**Quoted passage:**
══════
But how realistic is it to delay that long? If you're thinking there's no way you can wait much past 62, the earliest age you can claim, you've got lots of company—and there's actually some math on your side.

First, though, let's agree there's a reward to waiting: Benefits at 70 are 76% higher than if begun at the earliest claiming age of 62.

Now for the drawbacks. For starters, you could die before 70 and receive no benefits at all—although if you are in good health, the odds of this happening are small.

But even if you live a normal lifespan, you may not come out ahead if you delay. To see if waiting might make sense, go to the Social Security estimator to compare the benefits you would receive at different claiming ages. Add up the income you would receive by claiming early, then compare it with claiming later. That way, you can calculate how long it would take your benefits at age 70 to equal what you would get by taking a smaller benefit at age 62. The point where taking benefits early or late work out the same is your break-even age.

Related: When can you start collecting Social Security benefits?
══════
**Raw records:**
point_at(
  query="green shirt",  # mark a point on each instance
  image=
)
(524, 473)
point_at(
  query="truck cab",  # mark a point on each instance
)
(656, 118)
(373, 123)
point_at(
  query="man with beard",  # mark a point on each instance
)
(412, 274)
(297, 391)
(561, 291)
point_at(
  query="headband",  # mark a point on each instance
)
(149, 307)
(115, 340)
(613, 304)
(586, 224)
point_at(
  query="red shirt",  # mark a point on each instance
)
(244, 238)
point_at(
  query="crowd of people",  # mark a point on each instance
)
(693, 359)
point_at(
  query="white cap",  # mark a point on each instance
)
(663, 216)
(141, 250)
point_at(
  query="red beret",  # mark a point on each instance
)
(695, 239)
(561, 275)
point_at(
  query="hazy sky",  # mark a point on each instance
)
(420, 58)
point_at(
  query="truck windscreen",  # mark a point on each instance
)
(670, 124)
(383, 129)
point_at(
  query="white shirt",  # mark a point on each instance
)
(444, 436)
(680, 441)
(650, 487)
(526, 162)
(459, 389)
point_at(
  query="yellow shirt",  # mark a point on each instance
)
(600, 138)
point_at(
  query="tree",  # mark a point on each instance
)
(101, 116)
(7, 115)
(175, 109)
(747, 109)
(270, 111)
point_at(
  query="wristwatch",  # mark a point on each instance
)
══════
**Instructions for the task:** Write out the passage on delaying Social Security benefits between "But even if" and "your break-even age.", inclusive.

**Solved problem:**
But even if you live a normal lifespan, you may not come out ahead if you delay. To see if waiting might make sense, go to the Social Security estimator to compare the benefits you would receive at different claiming ages. Add up the income you would receive by claiming early, then compare it with claiming later. That way, you can calculate how long it would take your benefits at age 70 to equal what you would get by taking a smaller benefit at age 62. The point where taking benefits early or late work out the same is your break-even age.